##### Material shown

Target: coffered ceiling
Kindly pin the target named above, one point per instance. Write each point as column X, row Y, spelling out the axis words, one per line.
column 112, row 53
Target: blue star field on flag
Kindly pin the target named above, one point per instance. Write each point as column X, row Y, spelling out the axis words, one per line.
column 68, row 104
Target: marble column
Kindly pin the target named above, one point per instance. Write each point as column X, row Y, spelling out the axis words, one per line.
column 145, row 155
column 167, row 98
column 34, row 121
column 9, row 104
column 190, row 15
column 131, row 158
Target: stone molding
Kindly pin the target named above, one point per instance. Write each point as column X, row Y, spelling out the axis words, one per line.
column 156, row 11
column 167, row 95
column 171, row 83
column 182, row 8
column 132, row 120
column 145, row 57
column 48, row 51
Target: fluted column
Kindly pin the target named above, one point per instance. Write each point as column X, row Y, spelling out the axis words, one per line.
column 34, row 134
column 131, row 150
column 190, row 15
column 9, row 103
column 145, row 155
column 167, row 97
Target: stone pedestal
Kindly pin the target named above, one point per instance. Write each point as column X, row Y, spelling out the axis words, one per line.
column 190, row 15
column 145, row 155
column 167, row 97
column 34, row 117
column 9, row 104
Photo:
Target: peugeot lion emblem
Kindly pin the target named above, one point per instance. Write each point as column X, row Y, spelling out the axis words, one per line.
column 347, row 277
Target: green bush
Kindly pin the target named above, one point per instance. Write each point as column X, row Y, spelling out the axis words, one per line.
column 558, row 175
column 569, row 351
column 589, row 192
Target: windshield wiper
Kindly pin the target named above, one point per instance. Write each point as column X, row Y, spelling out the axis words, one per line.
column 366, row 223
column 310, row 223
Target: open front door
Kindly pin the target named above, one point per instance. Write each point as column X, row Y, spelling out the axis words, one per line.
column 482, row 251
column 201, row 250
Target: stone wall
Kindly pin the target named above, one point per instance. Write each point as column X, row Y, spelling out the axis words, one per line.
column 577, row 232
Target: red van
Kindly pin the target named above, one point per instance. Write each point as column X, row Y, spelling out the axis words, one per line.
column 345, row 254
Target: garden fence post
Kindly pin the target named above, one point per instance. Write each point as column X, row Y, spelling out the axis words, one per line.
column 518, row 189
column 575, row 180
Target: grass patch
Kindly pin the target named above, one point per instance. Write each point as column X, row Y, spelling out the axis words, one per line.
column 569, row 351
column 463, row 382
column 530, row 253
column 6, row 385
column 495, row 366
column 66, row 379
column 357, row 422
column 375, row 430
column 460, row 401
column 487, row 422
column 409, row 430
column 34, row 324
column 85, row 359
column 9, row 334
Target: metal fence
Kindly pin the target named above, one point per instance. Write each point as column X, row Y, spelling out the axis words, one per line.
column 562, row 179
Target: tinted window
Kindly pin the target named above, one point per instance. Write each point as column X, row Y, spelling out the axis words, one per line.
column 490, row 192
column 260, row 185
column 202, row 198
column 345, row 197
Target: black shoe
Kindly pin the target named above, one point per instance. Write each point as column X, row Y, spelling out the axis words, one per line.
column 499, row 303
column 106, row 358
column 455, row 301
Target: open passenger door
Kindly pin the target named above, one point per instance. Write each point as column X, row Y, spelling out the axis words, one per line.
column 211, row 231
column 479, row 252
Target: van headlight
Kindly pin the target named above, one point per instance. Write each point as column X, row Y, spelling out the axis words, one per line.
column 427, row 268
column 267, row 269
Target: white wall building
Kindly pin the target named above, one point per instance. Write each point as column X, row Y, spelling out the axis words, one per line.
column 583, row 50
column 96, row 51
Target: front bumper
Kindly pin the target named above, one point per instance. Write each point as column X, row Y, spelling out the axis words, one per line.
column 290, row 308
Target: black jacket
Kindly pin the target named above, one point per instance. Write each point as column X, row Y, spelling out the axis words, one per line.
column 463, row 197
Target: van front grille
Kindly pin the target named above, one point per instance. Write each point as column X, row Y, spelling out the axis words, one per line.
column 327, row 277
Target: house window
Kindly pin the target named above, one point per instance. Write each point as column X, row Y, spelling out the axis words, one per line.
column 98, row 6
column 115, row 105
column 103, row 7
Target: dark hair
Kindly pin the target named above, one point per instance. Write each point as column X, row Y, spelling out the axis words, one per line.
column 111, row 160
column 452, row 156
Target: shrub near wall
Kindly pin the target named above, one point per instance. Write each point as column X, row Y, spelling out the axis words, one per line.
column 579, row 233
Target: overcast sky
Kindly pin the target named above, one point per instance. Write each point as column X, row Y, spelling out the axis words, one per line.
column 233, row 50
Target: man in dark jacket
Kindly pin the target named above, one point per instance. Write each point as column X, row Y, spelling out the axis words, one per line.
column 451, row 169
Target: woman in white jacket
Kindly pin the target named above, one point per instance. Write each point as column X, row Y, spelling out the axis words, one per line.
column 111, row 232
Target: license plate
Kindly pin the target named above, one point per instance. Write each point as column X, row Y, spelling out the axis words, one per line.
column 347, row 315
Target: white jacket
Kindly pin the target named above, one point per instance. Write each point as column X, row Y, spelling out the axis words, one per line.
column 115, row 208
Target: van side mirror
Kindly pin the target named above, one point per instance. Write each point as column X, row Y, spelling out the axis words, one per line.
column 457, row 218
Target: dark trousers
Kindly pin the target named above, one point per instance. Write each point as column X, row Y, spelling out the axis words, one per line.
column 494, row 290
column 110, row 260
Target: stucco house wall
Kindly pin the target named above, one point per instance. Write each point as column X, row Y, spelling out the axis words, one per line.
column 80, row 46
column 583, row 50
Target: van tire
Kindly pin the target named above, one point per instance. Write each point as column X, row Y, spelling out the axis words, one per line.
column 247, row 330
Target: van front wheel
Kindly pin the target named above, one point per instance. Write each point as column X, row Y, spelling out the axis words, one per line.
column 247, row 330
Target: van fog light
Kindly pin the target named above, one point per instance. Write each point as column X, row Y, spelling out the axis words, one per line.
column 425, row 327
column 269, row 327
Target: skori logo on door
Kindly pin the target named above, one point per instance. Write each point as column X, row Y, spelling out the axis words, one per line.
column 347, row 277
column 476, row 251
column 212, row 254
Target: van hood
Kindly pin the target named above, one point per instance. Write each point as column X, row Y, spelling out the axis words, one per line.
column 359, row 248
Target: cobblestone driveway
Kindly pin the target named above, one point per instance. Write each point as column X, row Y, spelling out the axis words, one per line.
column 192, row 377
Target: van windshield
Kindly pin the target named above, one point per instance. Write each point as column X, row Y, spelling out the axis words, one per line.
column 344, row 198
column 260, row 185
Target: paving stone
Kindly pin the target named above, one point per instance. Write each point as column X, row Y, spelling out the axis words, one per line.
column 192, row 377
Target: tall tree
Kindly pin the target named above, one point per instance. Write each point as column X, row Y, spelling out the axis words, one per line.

##########

--- Instructions to follow ---
Copy the listing above word for word, every line of it and all the answer points, with nothing changed.

--- Written solution ---
Target: coffered ceiling
Kindly pin the target named above, one point per instance. Write each point as column X, row Y, spelling out the axis words, one per line.
column 112, row 53
Target: blue star field on flag
Kindly pin the target named above, one point per instance. Write each point as column X, row Y, spelling out the axis words, one per line.
column 68, row 104
Target: marble column
Kindly pin the target named above, one point per instance. Write each point as column X, row Y, spelling out the axis words, one per line.
column 145, row 155
column 167, row 98
column 34, row 121
column 9, row 104
column 190, row 15
column 131, row 158
Target: stone molding
Kindly pin the target named above, one point per instance. Write each point as column X, row Y, spelling out the axis words, one per line.
column 156, row 11
column 167, row 95
column 171, row 83
column 182, row 8
column 132, row 120
column 145, row 57
column 48, row 51
Target: fluted column
Kindly pin the target named above, one point per instance. Write each point as column X, row Y, spelling out the axis words, one per line.
column 34, row 134
column 131, row 150
column 190, row 15
column 9, row 103
column 145, row 155
column 167, row 97
Target: stone pedestal
Kindly pin the target named above, one point per instance. Write each point as column X, row Y, spelling out the axis words, one per line.
column 190, row 15
column 145, row 155
column 167, row 97
column 34, row 117
column 9, row 104
Photo:
Target: peugeot lion emblem
Kindly pin the target named above, one point per instance. Write each point as column X, row Y, spelling out the axis words, one per line.
column 347, row 277
Target: green bush
Kindly pin the target named above, one point per instance. Write each point as column X, row Y, spelling out the axis words, one per line.
column 558, row 175
column 569, row 351
column 589, row 192
Target: windshield wiper
Kindly pin the target named above, one point per instance. Write each point as column X, row Y, spelling out the axis words, one per line.
column 366, row 223
column 310, row 223
Target: open front door
Kindly pin the target named above, one point per instance. Write each point as column X, row Y, spelling out the axis words, one per line.
column 482, row 251
column 201, row 250
Target: stone wall
Kindly pin the target named above, one point per instance. Write each point as column X, row Y, spelling out the axis words, one per line.
column 577, row 232
Target: red van
Kindly pin the target named above, one point per instance. Write each point as column X, row Y, spelling out the axis words, one per line.
column 345, row 254
Target: garden fence post
Kindly pin the target named above, one point per instance. Write each point as column X, row Y, spelling out the axis words, one per line.
column 518, row 189
column 575, row 180
Target: grass patch
Kindly pin the target named above, one point per instance. Write each point as column X, row Y, spelling out the axis words, one per line.
column 569, row 351
column 463, row 382
column 530, row 253
column 6, row 385
column 495, row 366
column 66, row 379
column 357, row 422
column 375, row 430
column 460, row 401
column 487, row 422
column 409, row 430
column 34, row 324
column 85, row 359
column 9, row 334
Target: metal fence
Kindly pin the target named above, one point per instance. Write each point as column X, row Y, spelling out the axis words, one per line.
column 562, row 179
Target: tinted window
Kindly pin the target named above, one point per instance. Write each point as column X, row Y, spelling out the axis words, one per line.
column 490, row 192
column 260, row 185
column 202, row 198
column 345, row 197
Target: black shoe
Kindly pin the target named above, one point per instance. Write each point as column X, row Y, spelling out the axis words, one per line.
column 499, row 303
column 106, row 358
column 455, row 301
Target: open passenger door
Kindly pin the target named above, one point per instance. Write each point as column X, row Y, spelling out the axis words, one per line.
column 211, row 231
column 479, row 252
Target: van headlight
Kindly pin the target named above, one point per instance. Write each point as column X, row Y, spelling out the axis words, one per line.
column 427, row 268
column 267, row 269
Target: white wall building
Kindly pin the target named above, one point per instance. Write each point as column X, row Y, spelling out the axis words, one per line.
column 583, row 50
column 96, row 51
Target: front bumper
Kindly pin the target named above, one point per instance. Write each point as column X, row Y, spelling out the axis words, one per line.
column 290, row 308
Target: black jacket
Kindly pin the target named above, one point per instance. Write each point as column X, row Y, spelling out the axis words, one per line.
column 463, row 197
Target: van front grille
Kindly pin the target named above, one point per instance. Write each point as column X, row Y, spelling out the axis words, one per line.
column 327, row 277
Target: house window
Kindly pin the target named above, one point per instance. Write each point as column X, row Y, spelling out the axis words, one per line.
column 98, row 6
column 115, row 105
column 103, row 7
Target: dark hair
Kindly pin the target named above, one point per instance. Write each point as column X, row Y, spelling out the axis words, one per line.
column 111, row 160
column 452, row 156
Target: shrub near wall
Kindly pin the target named above, one point per instance. Write each point as column X, row Y, spelling out the axis words, one per line.
column 579, row 233
Target: overcast sky
Kindly pin the target named above, one point per instance. Write each point as column X, row Y, spelling out the axis words, one per line.
column 233, row 50
Target: man in dark jacket
Kindly pin the target named above, one point per instance. Write each point as column X, row Y, spelling out the axis words, one per line.
column 451, row 169
Target: woman in white jacket
Kindly pin the target named above, one point per instance. Write each point as column X, row Y, spelling out the axis words, one per line.
column 111, row 232
Target: license plate
Kindly pin the target named above, one point per instance. Write each point as column X, row Y, spelling out the axis words, one per line.
column 347, row 315
Target: white jacket
Kindly pin the target named above, one point per instance. Write each point as column X, row Y, spelling out the axis words, one per line.
column 115, row 208
Target: van side mirror
Kindly pin the target named above, one point per instance. Write each point as column X, row Y, spelling out the axis words, one per line.
column 457, row 218
Target: dark trousers
Kindly pin the target named above, one point per instance. Write each point as column X, row Y, spelling out the axis words, one per line.
column 494, row 290
column 110, row 260
Target: stucco house wall
Kindly pin the target named above, one point per instance. Write each point as column X, row Y, spelling out the axis words, one per line.
column 80, row 46
column 583, row 50
Target: van tire
Kindly pin the target named above, one point per instance. Write each point as column X, row Y, spelling out the axis words, one per line.
column 247, row 330
Target: van front wheel
Kindly pin the target named above, one point per instance. Write each point as column X, row Y, spelling out the axis words, one per line.
column 247, row 330
Target: van fog light
Kindly pin the target named above, one point per instance. Write each point as column X, row Y, spelling out the axis words, one per line.
column 425, row 327
column 269, row 327
Target: skori logo on door
Kindly pin the target named above, one point per instance. Write each point as column X, row Y, spelling out the axis words, one per line.
column 347, row 277
column 476, row 251
column 212, row 254
Target: van hood
Kindly pin the target named above, one point per instance. Write each point as column X, row Y, spelling out the axis words, one per line.
column 359, row 248
Target: cobblestone driveway
Kindly pin the target named above, one point per instance. Write each point as column X, row Y, spelling out the axis words, one per line.
column 192, row 377
Target: van windshield
Kindly pin the target named above, one point per instance. Write each point as column X, row Y, spelling out the axis words, one per line.
column 344, row 198
column 260, row 185
Target: paving stone
Kindly pin the target named above, one point per instance. Write each point as column X, row Y, spelling out the axis words, one per line.
column 192, row 377
Target: tall tree
Kindly pin the target named above, one point per instance. Write each point as column X, row Y, spelling out the axis words, one per line.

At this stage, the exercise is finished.